Top of Data to examine

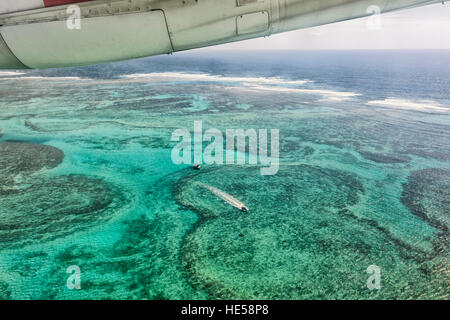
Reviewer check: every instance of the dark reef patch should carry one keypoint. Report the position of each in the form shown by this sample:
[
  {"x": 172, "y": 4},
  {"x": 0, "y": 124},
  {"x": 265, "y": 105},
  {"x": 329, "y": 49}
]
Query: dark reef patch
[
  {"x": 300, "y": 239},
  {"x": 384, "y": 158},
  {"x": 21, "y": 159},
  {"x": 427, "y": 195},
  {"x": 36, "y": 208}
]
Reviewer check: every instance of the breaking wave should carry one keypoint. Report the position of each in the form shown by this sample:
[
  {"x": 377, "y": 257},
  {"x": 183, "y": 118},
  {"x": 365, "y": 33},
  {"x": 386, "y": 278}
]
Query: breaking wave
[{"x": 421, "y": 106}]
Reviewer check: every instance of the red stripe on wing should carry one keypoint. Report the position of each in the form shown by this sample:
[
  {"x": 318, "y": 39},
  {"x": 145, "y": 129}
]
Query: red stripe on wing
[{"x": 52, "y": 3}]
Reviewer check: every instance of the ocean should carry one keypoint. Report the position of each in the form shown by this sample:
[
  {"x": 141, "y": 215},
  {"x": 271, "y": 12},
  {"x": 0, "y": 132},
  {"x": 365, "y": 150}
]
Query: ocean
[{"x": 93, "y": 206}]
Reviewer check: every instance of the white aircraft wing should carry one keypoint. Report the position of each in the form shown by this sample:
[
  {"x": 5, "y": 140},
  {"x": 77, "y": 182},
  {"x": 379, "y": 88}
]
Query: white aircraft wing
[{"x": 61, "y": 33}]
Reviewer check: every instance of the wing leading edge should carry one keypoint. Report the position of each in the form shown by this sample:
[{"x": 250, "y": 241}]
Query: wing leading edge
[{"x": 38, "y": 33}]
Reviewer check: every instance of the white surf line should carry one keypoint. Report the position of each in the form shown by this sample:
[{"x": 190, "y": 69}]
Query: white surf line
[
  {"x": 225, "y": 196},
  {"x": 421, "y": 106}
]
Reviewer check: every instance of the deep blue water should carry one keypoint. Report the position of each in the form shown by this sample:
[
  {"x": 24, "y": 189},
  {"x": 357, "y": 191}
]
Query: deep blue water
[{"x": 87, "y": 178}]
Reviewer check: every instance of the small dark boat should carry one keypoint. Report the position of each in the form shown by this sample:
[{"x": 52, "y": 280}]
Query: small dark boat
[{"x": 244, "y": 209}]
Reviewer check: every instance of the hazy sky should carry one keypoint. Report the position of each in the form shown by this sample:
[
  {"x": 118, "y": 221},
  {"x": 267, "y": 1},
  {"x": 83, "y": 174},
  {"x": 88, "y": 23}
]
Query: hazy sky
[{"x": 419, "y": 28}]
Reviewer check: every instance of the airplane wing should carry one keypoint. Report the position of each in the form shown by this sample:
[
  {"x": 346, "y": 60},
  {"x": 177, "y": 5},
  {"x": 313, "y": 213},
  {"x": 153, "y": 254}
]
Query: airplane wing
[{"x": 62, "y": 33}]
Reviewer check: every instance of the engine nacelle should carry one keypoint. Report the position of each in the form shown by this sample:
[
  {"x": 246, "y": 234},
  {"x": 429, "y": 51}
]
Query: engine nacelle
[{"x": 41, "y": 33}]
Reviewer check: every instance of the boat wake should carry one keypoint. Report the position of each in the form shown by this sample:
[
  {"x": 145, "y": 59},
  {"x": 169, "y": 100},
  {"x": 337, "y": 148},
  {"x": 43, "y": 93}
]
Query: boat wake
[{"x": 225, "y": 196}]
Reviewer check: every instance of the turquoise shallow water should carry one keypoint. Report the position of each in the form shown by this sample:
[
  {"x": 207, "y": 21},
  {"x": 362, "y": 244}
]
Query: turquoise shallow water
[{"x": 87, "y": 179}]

Bottom of Data to examine

Work order: For each entry, copy the text exactly and leave out any image it carries.

Reply:
Reviewer check: every instance of the dark reef patch should carry one keypoint. Report the position of each in the form shown by this sample:
[
  {"x": 172, "y": 4},
  {"x": 0, "y": 124},
  {"x": 265, "y": 105},
  {"x": 329, "y": 49}
]
Query: dark reef patch
[
  {"x": 300, "y": 239},
  {"x": 384, "y": 158},
  {"x": 21, "y": 159},
  {"x": 427, "y": 195},
  {"x": 36, "y": 208}
]
Reviewer check: every instance of the breaking wave should carry one keypoint. Report the position of each in the form shown by this sample:
[
  {"x": 377, "y": 257},
  {"x": 183, "y": 118},
  {"x": 365, "y": 33},
  {"x": 386, "y": 278}
]
Query: breaking wave
[{"x": 421, "y": 106}]
Reviewer check: every instance of the red stripe on wing should carry one keypoint. Report the position of each in the form shown by this sample:
[
  {"x": 318, "y": 39},
  {"x": 145, "y": 129}
]
Query: red stripe on wing
[{"x": 52, "y": 3}]
Reviewer check: every instance of the ocean should carry one keypoint. Report the position of each in the form shown by this sample:
[
  {"x": 141, "y": 215},
  {"x": 271, "y": 12},
  {"x": 0, "y": 132},
  {"x": 365, "y": 150}
]
Query: ocean
[{"x": 93, "y": 206}]
Reviewer check: every instance of the white aircraft wing should carry one keypoint. Report the position of each in the form shown by this sample:
[
  {"x": 5, "y": 140},
  {"x": 77, "y": 182},
  {"x": 379, "y": 88}
]
Query: white aircraft wing
[{"x": 61, "y": 33}]
Reviewer check: every instance of the wing leading edge should carry one keypoint. Report the position of each in the form shown by this sample:
[{"x": 250, "y": 241}]
Query: wing leading edge
[{"x": 38, "y": 33}]
Reviewer check: every instance of the white surf line should carry one keypoint. Report the position of each in the form shown by this sample:
[{"x": 190, "y": 69}]
Query: white surf line
[
  {"x": 225, "y": 196},
  {"x": 421, "y": 106}
]
Reviewer check: every instance of the deep blue water should carry one keypoint. Report the position of each in the form shown by this sample:
[
  {"x": 24, "y": 189},
  {"x": 357, "y": 191}
]
Query: deep blue water
[{"x": 87, "y": 178}]
Reviewer check: every instance of the small dark boat should carry one keypoint. Report the position of each in the form shown by this sample:
[{"x": 52, "y": 280}]
Query: small dark boat
[{"x": 244, "y": 209}]
Reviewer check: every instance of the hazy sky should carry one keypoint. Report the position of each in the form shown by this sample:
[
  {"x": 118, "y": 221},
  {"x": 267, "y": 1},
  {"x": 83, "y": 174},
  {"x": 88, "y": 23}
]
Query: hazy sky
[{"x": 419, "y": 28}]
Reviewer check: every instance of the airplane wing should carry one keypoint. Report the position of each in the form shown by this sample:
[
  {"x": 346, "y": 60},
  {"x": 177, "y": 5},
  {"x": 313, "y": 213},
  {"x": 153, "y": 254}
]
Query: airplane wing
[{"x": 62, "y": 33}]
Reviewer check: every instance of the engine nacelle should carry one keypoint. Report the position of each in the form shown by this sample:
[
  {"x": 246, "y": 234},
  {"x": 429, "y": 51}
]
Query: engine nacelle
[{"x": 41, "y": 33}]
Reviewer check: every instance of the boat wake should carry one keypoint. Report the position of each in the form shown by this sample:
[
  {"x": 145, "y": 59},
  {"x": 169, "y": 100},
  {"x": 337, "y": 148},
  {"x": 43, "y": 93}
]
Query: boat wake
[{"x": 225, "y": 196}]
Reviewer check: every instance of the turquoise shallow water should carry one keypoint. Report the position of each in the form shown by this sample:
[
  {"x": 207, "y": 21},
  {"x": 362, "y": 244}
]
Query: turquoise shallow water
[{"x": 87, "y": 179}]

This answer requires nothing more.